§ Aim
Return everything in the letter from "I have nothing" down to "of the rest.", reproducing each word and mark as it stands.

§ Text section
☆ ☆ ☆ ☆
| Austin
7th Feby 1858
Dear Elizabeth,
I wrote you by Col. Hicks last Tuesday and then
thought it would be the last time before starting home,
but as the weather is now very pretty and the roads may
be getting better, a letter written to day may reach you
before I do as we shall not adjourn before the 16th, and
then I may have to go to Galveston.
I have nothing new since I wrote
you last, my health keeps about as usual. I know from
your letter of the 8th Jany, you are now beginning to
look for me at home, unless you have received some of my
letters informing you that we should not adjourn before
the 16th inst.
On Monday last I received your
letter of the 1st Jany, and one from E. J. Parsons inclosing Brother Thomes field notes & all of
which had been very wet, and the writing much faded.. I
have received but two letters from you and not a word
from any of the rest.
I feel truely enxious to be home
with you, and to see my precious little ones, and I am
satisfied you all want to see me, at least if I am to
judge from my own feelings, and knowing your disposition
as well as I do, I feel confident that you are weary of
suspence and anxiety, and even, or near given up with
feelings of dispair, and are melancholy and unhappy with
A mournfull heart, an reasy to exclaim....
My heart is like a lonely bird
that sadly sings
Brooding upon her nest unheard
With folded wings.
The fever dreams that haunt my soul
Are deep and strong
For through its deep recesses roll
Such floods of song.
I strive to calm, to lull to rest
Each mournful strain
To lay the phantom in my breast
But ah! tis vain
O! in my soul too wild and strong
This gift hath grown
Bright spirit of immortal song
Take back thine own.
I see great sorrows round me cling
My years are few
And my poor hearts the sadest thing
I ever knew.
For in my thoughts the words do share
But little part
A mournful thing it is to hear
A mournful heart.
☆ ☆ ☆ ☆
§ Collected data
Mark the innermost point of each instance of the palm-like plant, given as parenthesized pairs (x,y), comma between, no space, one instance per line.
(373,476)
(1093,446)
☆ ☆ ☆ ☆
§ Written answer
I have nothing new since I wrote
you last, my health keeps about as usual. I know from
your letter of the 8th Jany, you are now beginning to
look for me at home, unless you have received some of my
letters informing you that we should not adjourn before
the 16th inst.
On Monday last I received your
letter of the 1st Jany, and one from E. J. Parsons inclosing Brother Thomes field notes & all of
which had been very wet, and the writing much faded.. I
have received but two letters from you and not a word
from any of the rest.